[INSTRUCTIONS TO FOLLOW]
Rewrite every line of the listing as a Markdown table with the columns Row and Line, numbering the rows and leaving out blank lines.

[RECORDS SUPPLIED]

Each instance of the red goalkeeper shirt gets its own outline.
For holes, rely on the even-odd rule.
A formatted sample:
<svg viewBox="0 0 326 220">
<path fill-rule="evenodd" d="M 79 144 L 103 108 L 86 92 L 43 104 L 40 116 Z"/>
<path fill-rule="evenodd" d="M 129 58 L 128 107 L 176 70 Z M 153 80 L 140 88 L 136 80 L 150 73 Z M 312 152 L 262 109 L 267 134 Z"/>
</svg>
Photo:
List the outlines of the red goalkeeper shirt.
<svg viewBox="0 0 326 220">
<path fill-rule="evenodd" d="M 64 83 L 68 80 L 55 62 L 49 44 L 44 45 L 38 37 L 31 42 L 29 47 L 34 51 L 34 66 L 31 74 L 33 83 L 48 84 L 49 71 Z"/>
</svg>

[TASK RESULT]
| Row | Line |
|---|---|
| 1 | Each instance of the red goalkeeper shirt gets its own outline. |
| 2 | For holes, rely on the even-odd rule. |
| 3 | A formatted sample: |
| 4 | <svg viewBox="0 0 326 220"> |
| 5 | <path fill-rule="evenodd" d="M 79 144 L 103 108 L 86 92 L 43 104 L 40 116 Z"/> |
| 6 | <path fill-rule="evenodd" d="M 129 58 L 128 107 L 176 70 Z M 153 80 L 140 88 L 136 80 L 150 73 Z M 312 152 L 262 109 L 267 134 Z"/> |
| 7 | </svg> |
| 8 | Photo: |
| 9 | List the outlines of the red goalkeeper shirt. |
| 10 | <svg viewBox="0 0 326 220"> |
| 11 | <path fill-rule="evenodd" d="M 64 83 L 68 80 L 55 62 L 49 44 L 44 45 L 38 37 L 31 42 L 29 47 L 34 51 L 34 66 L 31 74 L 33 83 L 48 84 L 49 71 Z"/> |
| 12 | </svg> |